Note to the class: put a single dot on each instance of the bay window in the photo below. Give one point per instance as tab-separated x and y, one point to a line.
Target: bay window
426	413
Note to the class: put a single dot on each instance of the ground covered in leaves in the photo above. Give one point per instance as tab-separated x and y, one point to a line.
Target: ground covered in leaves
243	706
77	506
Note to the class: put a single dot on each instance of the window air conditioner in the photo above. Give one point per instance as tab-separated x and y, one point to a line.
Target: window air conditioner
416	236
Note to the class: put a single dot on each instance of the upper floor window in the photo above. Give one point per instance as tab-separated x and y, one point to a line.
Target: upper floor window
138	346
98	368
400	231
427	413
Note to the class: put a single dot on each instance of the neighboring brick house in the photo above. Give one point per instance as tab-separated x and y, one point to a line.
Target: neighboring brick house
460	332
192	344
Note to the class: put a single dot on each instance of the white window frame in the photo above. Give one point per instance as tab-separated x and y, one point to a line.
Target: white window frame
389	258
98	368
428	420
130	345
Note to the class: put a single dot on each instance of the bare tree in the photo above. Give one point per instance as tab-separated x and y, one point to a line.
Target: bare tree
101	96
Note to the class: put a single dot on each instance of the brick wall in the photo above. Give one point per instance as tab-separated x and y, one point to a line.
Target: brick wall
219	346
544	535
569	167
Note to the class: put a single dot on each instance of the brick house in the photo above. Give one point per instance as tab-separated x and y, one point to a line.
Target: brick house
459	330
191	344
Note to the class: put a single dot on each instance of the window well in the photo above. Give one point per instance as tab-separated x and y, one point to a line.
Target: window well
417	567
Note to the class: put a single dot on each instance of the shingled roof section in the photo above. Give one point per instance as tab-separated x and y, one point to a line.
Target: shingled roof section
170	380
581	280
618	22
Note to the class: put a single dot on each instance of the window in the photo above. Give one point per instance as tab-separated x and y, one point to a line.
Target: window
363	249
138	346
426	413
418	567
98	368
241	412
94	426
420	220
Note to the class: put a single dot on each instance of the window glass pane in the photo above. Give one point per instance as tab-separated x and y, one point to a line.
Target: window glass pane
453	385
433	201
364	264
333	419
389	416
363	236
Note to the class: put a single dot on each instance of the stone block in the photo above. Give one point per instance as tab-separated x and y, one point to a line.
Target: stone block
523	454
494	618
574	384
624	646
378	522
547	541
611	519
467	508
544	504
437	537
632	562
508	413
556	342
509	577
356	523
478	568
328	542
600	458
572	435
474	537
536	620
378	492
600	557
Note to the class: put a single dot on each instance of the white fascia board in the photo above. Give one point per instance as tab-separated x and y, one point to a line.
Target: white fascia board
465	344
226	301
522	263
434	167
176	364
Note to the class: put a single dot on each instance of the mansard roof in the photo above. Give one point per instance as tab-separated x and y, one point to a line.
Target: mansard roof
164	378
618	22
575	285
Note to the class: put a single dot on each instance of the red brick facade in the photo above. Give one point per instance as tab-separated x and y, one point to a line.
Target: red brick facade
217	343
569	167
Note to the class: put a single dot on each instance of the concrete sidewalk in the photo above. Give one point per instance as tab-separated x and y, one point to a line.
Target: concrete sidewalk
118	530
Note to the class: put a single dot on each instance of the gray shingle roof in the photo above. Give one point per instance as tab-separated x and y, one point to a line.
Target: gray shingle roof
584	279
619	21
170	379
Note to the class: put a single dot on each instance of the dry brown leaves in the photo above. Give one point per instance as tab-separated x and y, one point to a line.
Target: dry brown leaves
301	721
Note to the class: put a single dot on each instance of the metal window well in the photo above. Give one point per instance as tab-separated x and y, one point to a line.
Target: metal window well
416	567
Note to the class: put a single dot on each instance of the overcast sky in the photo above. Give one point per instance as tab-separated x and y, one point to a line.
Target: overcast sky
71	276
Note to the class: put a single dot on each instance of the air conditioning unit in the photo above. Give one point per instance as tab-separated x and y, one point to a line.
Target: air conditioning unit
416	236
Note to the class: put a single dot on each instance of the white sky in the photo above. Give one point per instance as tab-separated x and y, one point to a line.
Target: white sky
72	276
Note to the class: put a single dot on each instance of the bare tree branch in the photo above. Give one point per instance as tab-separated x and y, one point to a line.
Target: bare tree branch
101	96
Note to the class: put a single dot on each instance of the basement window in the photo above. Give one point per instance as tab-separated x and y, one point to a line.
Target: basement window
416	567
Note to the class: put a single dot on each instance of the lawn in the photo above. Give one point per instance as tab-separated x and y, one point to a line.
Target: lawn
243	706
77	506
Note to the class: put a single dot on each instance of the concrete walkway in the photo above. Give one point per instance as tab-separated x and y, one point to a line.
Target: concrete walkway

▶ _Required action_: Every entry must be printed again, exactly as it reads.

▶ _Answer to the problem_:
Note to the class: put a single dot on each instance of the bay window in the photo below. Give one point per instance as tab-separated x and y, one point to a line.
Target: bay window
426	413
Note to the class: put a single dot on each instance of the ground covered in leaves in the photo above. Give one point per instance as tab-separated x and y, one point to a line.
Target: ground covered in leaves
243	706
77	506
Note to the class: put a single dot on each instance of the window air conditioner in the photo above. Give one point per instance as tab-separated x and y, one point to a line.
Target: window air conditioner
416	236
Note to the class: put a single dot on each instance of the upper floor window in the photo above. Give one point per instance as tab-separated x and y, one point to a line.
Target: upper floor window
138	346
98	368
400	231
427	413
Note to the class: put a single dot on each instance of the neighboring brick house in the photo above. Give one point per instance as tab-separated x and y, one point to a line.
Target: neighboring brick house
460	332
192	344
Note to the class: put a single dot on each instance of the white window frame in the photo above. Give one point per instance as tab-separated x and y, one point to a line.
Target: white window frame
389	258
98	368
428	420
130	345
Note to the class: put a single dot on each instance of the bare tree in the photo above. Give one point per instance as tab-separated x and y, one point to a line.
Target: bare tree
101	96
Note to the class: put a single dot on each instance of the brick wall in the photo above. Give one point per instance as tab-separated x and y, one point to a line.
Target: brick wall
219	346
544	535
569	167
Note to the class: put a single dot on each instance of the brick house in the photo above. Give one point per instance as tab-separated x and y, one point to a line.
Target: brick house
459	330
191	344
Note to the class: put a single dot on each instance of the window well in the photo above. Give one point per instance as tab-separated x and y, one point to a line.
Target: window well
417	567
Note to the class: put a single dot on each instance of the shingled roof section in the photo above. Give one point per instance as tab-separated x and y, one point to a line.
Target: shingled roof section
170	380
581	280
618	22
Note to the class: put a single dot on each instance of the window in the photo above. Give one point per instance as tab-separated x and y, one point to a line.
Target: window
363	249
138	346
426	413
418	567
98	368
241	412
94	426
420	220
Note to the class: put a single dot on each instance of the window glass pane in the photo above. Give one point per instance as tab-separated x and y, one point to a line.
Target: window glass pane
453	385
433	201
364	264
333	419
389	416
363	236
Note to the class: put a single dot on each instance of the stone block in the photo above. Give one point per instance as tab-separated x and y, one point to a line.
Target: stone block
523	454
494	618
574	384
624	646
378	522
547	541
611	519
467	508
544	504
437	537
632	562
508	413
556	342
509	577
356	523
478	568
328	542
600	458
572	435
474	537
536	620
378	492
600	557
Note to the class: put a single dot on each instance of the white fascia board in the photo above. Give one point per instance as tab-separated x and y, one point to a line.
Target: white fascia board
465	344
226	301
522	263
434	167
176	364
Note to the class: put a single dot on each instance of the mansard roof in the photo above. Give one point per instance as tab-separated x and y, one point to a line.
Target: mansard roof
164	378
618	22
575	285
Note to the class: put a single dot on each instance of the red brick facade in the photo above. Give one point per instance as tab-separated x and y, one point to a line.
Target: red brick facade
217	343
569	167
Note to the class: put a single dot on each instance of the concrete sidewalk in the photo above. Give one point per instance as tab-separated x and y, one point to a line.
Target: concrete sidewalk
118	530
Note to the class: put a single dot on each instance of the gray shingle roof in the photo above. Give one point per instance as tab-separated x and y, one point to a line.
Target: gray shingle roof
584	279
619	21
170	379
Note to the class: put a single dot on each instance of the dry brown leaves in the photo above. Give one point per instance as tab-separated x and y, one point to a line.
Target: dry brown leaves
301	721
Note to the class: put a single dot on each instance of the metal window well in the photo above. Give one point per instance as tab-separated x and y, one point to a line.
Target: metal window well
416	567
Note to the class: put a single dot on each instance of the overcast sky in the photo above. Give one point per instance as tab-separated x and y, one point to a line.
Target: overcast sky
71	276
Note to the class: put a single dot on each instance of the air conditioning unit in the photo above. Give one point per instance as tab-separated x and y, one point to a line.
Target: air conditioning unit
416	236
Note to the class: put a single dot on each instance of the white sky in the photo above. Give one point per instance as tab-separated x and y, one point to a line.
Target: white sky
72	276
Note to the class: put a single dot on each instance of the bare tree branch in the photo above. Give one point per instance as tab-separated x and y, one point to a line.
Target: bare tree branch
101	96
Note to the class: put a single dot on each instance of the basement window in the photo above. Give one point per instance as tab-separated x and y, one point to a line.
Target: basement window
416	567
Note to the class: put a single dot on each instance of the lawn in the photo above. Give one point per instance as tab-separated x and y, one point to a line.
Target: lawn
243	706
77	506
Note to the class: put a single dot on each instance of the concrete walkway in the photo above. Give one point per instance as tab-separated x and y, one point to a line.
Target: concrete walkway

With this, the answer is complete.